(Point localization data)
++++
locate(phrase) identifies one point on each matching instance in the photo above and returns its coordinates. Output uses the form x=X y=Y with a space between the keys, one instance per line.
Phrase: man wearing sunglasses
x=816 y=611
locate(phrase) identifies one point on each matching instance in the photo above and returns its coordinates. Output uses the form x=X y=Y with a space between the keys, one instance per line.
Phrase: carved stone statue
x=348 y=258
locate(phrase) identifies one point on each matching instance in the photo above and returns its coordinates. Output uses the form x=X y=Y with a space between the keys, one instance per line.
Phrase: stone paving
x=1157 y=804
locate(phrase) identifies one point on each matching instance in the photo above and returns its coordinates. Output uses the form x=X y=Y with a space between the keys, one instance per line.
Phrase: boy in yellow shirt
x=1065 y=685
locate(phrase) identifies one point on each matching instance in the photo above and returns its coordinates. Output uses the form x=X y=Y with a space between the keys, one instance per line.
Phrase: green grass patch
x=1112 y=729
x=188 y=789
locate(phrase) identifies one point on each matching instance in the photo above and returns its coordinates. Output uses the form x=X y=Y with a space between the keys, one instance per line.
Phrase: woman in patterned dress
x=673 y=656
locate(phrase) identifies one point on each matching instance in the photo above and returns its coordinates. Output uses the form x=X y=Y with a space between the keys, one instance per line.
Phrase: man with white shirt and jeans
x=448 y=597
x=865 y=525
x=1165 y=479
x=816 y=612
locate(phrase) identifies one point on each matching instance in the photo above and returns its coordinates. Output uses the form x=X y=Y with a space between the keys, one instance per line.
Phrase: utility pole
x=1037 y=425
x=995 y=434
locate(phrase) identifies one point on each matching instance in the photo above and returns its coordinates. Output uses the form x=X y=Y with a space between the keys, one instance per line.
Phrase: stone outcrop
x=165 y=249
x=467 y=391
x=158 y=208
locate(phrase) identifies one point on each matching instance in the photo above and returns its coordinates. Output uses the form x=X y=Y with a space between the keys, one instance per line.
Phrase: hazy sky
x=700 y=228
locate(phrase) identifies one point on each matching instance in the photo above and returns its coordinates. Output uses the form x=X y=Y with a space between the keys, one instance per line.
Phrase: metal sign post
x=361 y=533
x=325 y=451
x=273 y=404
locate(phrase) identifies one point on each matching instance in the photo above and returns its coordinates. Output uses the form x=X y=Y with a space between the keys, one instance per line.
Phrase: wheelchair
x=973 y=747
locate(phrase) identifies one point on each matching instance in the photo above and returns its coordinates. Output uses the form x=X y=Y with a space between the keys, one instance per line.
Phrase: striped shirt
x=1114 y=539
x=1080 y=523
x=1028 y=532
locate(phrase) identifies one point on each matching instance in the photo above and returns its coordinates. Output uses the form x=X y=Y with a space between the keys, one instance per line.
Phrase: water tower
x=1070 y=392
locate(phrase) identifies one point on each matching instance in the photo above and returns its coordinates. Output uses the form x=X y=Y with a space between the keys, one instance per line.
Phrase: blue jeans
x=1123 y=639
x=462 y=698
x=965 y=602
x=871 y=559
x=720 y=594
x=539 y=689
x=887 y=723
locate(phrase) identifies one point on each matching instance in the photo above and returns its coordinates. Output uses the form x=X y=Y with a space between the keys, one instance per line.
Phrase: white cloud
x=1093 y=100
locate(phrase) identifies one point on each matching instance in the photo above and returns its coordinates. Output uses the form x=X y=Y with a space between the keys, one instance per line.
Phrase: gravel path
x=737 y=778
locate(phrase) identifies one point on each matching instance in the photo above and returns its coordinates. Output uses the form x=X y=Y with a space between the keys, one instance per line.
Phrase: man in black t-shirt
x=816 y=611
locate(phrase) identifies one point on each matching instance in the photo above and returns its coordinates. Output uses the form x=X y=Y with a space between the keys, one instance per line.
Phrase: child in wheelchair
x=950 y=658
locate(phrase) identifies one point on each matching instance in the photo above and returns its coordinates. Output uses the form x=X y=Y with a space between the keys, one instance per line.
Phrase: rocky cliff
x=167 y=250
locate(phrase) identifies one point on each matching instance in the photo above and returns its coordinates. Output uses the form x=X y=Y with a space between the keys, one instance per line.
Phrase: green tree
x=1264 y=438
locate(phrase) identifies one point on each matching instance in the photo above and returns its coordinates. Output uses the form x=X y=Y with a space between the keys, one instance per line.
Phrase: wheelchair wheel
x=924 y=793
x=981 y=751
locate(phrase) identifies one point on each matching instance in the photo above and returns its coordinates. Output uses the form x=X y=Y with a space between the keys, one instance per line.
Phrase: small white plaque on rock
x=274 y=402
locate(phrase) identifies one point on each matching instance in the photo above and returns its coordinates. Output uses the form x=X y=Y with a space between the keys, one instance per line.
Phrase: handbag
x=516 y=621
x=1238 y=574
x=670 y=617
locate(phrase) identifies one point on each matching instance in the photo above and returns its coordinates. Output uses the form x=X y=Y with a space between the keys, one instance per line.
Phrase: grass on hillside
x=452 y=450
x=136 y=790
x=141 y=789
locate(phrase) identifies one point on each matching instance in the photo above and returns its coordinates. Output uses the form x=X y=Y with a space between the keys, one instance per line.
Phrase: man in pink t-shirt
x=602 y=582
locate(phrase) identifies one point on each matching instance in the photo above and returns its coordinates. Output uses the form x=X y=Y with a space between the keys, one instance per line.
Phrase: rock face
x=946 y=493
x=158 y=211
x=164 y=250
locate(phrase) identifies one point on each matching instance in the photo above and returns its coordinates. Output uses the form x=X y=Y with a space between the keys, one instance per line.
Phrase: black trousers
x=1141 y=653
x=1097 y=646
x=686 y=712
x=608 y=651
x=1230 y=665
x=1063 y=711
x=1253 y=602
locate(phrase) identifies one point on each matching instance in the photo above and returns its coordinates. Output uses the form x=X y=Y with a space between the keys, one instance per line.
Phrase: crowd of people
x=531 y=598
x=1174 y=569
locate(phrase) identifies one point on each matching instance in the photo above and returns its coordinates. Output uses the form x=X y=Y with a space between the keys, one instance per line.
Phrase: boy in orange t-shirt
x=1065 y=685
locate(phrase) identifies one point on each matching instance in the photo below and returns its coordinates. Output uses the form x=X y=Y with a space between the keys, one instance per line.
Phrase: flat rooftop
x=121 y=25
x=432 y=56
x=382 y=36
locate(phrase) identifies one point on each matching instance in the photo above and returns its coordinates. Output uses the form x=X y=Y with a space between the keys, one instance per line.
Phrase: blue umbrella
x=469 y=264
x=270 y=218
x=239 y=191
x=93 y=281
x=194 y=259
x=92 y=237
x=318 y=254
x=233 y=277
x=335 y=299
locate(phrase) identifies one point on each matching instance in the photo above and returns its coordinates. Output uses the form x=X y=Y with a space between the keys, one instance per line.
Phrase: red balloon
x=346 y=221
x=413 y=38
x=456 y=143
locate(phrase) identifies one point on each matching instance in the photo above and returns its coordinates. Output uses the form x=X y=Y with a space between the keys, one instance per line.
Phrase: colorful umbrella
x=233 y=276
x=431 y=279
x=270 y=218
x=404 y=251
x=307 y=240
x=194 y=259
++++
§ How to complete this task
Write the data back out verbatim.

§ Written answer
locate(phrase) identifies one point on each matching instance in the photo above and returns its coordinates. Output uses the form x=X y=Y with a space between the keys, one instance per line.
Phrase: man wearing sunglasses
x=816 y=611
locate(phrase) identifies one point on each matching instance in the photo above and returns its coordinates. Output uses the form x=X y=Y with a space between the keys, one instance per line.
Phrase: carved stone statue
x=348 y=258
locate(phrase) identifies one point on each matching instance in the photo above and returns its coordinates. Output uses the form x=X y=Y with a space between the keys, one instance per line.
Phrase: stone paving
x=1157 y=804
locate(phrase) identifies one point on each matching instance in the photo above and returns its coordinates. Output uses the form x=X y=Y with a space between the keys, one instance per line.
Phrase: boy in yellow shirt
x=1065 y=685
locate(phrase) identifies one point on each matching instance in the photo above and returns its coordinates. Output uses the form x=X y=Y with a space between the keys, one instance per line.
Phrase: green grass patch
x=1112 y=729
x=188 y=789
locate(phrase) identifies one point on each matching instance in the photo above and returns its coordinates. Output uses the form x=X y=Y with a space between the keys, one instance per line.
Phrase: woman in patterned dress
x=673 y=656
locate(phrase) identifies one point on each matching instance in the photo above and returns its coordinates. Output uses the form x=X y=Y with a space between the keys, one instance per line.
Phrase: man with white shirt and jeans
x=448 y=597
x=865 y=525
x=1165 y=479
x=816 y=612
locate(phrase) identifies one point on each matching instance in the photo above and returns its coordinates. Output uses the form x=X y=Y with a space between the keys, one instance per line.
Phrase: utility pole
x=1037 y=425
x=995 y=434
locate(phrase) identifies one point on each matching instance in the photo above and returns its coordinates. Output uses the form x=X y=Y with a space between the keys, one instance per line.
Phrase: stone outcrop
x=165 y=249
x=467 y=391
x=158 y=208
locate(phrase) identifies one point on each matching instance in the photo above and returns its coordinates. Output uses the form x=X y=Y with a space between the keys, one instance per line.
Phrase: hazy sky
x=700 y=228
locate(phrase) identifies one point on each matching instance in the photo above and returns its coordinates. Output uses the form x=X y=Y with a space between the keys, one instance per line.
Phrase: metal sign post
x=361 y=533
x=325 y=451
x=273 y=404
locate(phrase) identifies one point on each matching instance in the photo above and returns its coordinates. Output uses the form x=X y=Y with a space between the keys, one instance per line.
Phrase: wheelchair
x=973 y=747
locate(phrase) identifies one point on each matching instance in the photo above and returns its coordinates. Output uses the form x=X y=Y with a space between the keys, one instance per line.
Phrase: striped shirt
x=1114 y=539
x=1080 y=523
x=1028 y=532
locate(phrase) identifies one point on each matching instance in the photo above and returns its coordinates. Output uses the form x=X y=Y with a space between the keys, one instance per line.
Phrase: water tower
x=1070 y=392
locate(phrase) identifies one point on each matching instance in the photo above and returns its coordinates. Output uses the form x=X y=Y with a space between the keys, one instance per line.
Phrase: blue jeans
x=1123 y=639
x=462 y=698
x=965 y=602
x=871 y=559
x=720 y=594
x=539 y=689
x=887 y=723
locate(phrase) identifies one point on each matching instance in the photo above and returns its coordinates. Output uses the form x=X y=Y with a space between the keys, one instance per line.
Phrase: white cloud
x=1093 y=100
locate(phrase) identifies one point on each matching instance in the photo above and returns its coordinates. Output uses the form x=X y=Y with a space between the keys, one instance per line.
Phrase: gravel path
x=737 y=778
locate(phrase) identifies one point on each matching instance in the photo above and returns its coordinates. Output uses the form x=X y=Y with a space between the keys, one instance per line.
Phrase: man in black t-shirt
x=816 y=611
locate(phrase) identifies one point on each matching instance in the photo above and returns its coordinates. Output uses the form x=X y=Y with a space between the keys, one instance per line.
Phrase: child in wheelchair
x=950 y=658
locate(phrase) identifies one point on each matching instance in the photo above and returns its coordinates. Output uses the form x=X y=Y with a space between the keys, one instance per line.
Phrase: rocky cliff
x=167 y=250
locate(phrase) identifies one point on each matching instance in the photo above and returns its coordinates. Output uses the form x=X y=Y with a space between the keys, one instance per line.
Phrase: green tree
x=1264 y=438
locate(phrase) identifies one point on each matching instance in the photo above and returns its coordinates. Output uses the form x=X y=Y with a space between the keys, one instance per line.
Phrase: wheelchair wheel
x=924 y=793
x=981 y=751
locate(phrase) identifies one point on each matching instance in the photo above and returns its coordinates. Output uses the form x=X y=Y with a space between the keys, one instance per line.
Phrase: small white plaque on rock
x=274 y=402
locate(phrase) identifies one point on each matching instance in the photo above and returns its coordinates. Output uses the form x=X y=Y with a space between the keys, one instance per line.
Phrase: handbag
x=516 y=621
x=1238 y=574
x=670 y=617
locate(phrase) identifies one point on each matching instance in the photo above and returns its coordinates. Output uses the form x=X y=Y with a space between the keys, one instance per line.
Phrase: grass on hillside
x=452 y=450
x=136 y=790
x=141 y=789
locate(phrase) identifies one point on each matching instance in the photo above and returns its coordinates. Output uses the form x=X y=Y with a space between the keys, one instance per line.
Phrase: man in pink t-shirt
x=602 y=582
locate(phrase) identifies one point on each matching instance in the photo above and returns its coordinates. Output uses the form x=X y=Y with a space between the keys, one instance per line.
Phrase: rock face
x=946 y=493
x=158 y=211
x=164 y=250
locate(phrase) identifies one point on each matching instance in the photo above and returns its coordinates. Output uses the form x=X y=Y with a space between the keys, one instance per line.
Phrase: black trousers
x=1141 y=653
x=1097 y=646
x=686 y=712
x=608 y=651
x=1230 y=665
x=1063 y=711
x=1253 y=602
locate(phrase) identifies one point on each matching instance in the photo above and returns its coordinates. Output uses the form x=X y=Y with a space between the keys, one instance per line.
Phrase: crowd of people
x=531 y=598
x=1174 y=569
locate(phrase) identifies one point on each matching instance in the photo above and returns its coordinates. Output uses the form x=X y=Y with a space between the keys, one instance per line.
Phrase: boy in orange t-shirt
x=1065 y=685
locate(phrase) identifies one point on each matching instance in the photo below and returns its coordinates. Output uses the form x=X y=Y with a space between the keys, one instance per line.
Phrase: flat rooftop
x=121 y=25
x=432 y=56
x=382 y=36
locate(phrase) identifies one point on each matching instance in the photo above and returns its coordinates. Output uses the form x=X y=Y with a space between the keys, one instance per line.
Phrase: blue umbrella
x=469 y=264
x=270 y=218
x=239 y=191
x=93 y=281
x=194 y=259
x=92 y=237
x=318 y=254
x=233 y=277
x=335 y=299
locate(phrase) identifies one point on each matching instance in the photo above and returns its coordinates. Output uses the form x=X y=Y with a space between the keys, one instance per line.
Phrase: red balloon
x=346 y=221
x=413 y=38
x=456 y=143
locate(phrase) identifies one point on each matching instance in the photo above and returns its coordinates. Output uses the form x=X y=Y with a space between the keys, one instance per line.
Phrase: colorful umbrella
x=233 y=276
x=431 y=279
x=270 y=218
x=404 y=251
x=307 y=240
x=194 y=259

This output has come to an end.